*WHAT YOU NEED TO DO*. Count the lines in the records below that contain the string "pastry", treating case as significant, and reply with only that number.

*RECORDS SHOWN*.
---+---
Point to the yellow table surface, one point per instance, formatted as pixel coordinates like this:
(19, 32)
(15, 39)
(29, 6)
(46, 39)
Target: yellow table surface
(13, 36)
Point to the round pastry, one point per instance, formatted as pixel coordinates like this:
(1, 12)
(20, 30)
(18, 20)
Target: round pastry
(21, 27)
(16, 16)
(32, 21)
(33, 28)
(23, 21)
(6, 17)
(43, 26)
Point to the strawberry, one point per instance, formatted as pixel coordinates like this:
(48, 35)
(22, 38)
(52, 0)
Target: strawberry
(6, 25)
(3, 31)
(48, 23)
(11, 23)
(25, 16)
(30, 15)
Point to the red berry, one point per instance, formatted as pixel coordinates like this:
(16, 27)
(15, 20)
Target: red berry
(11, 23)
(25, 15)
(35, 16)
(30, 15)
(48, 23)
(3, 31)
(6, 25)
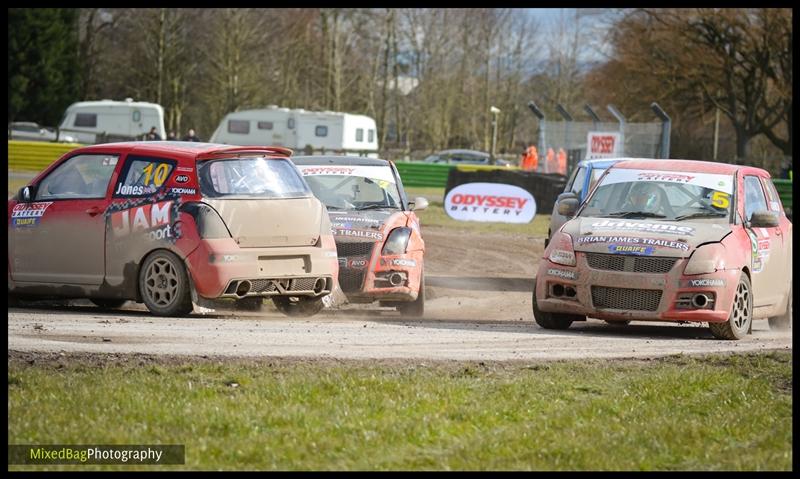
---+---
*REPLY TO THE TASK*. 2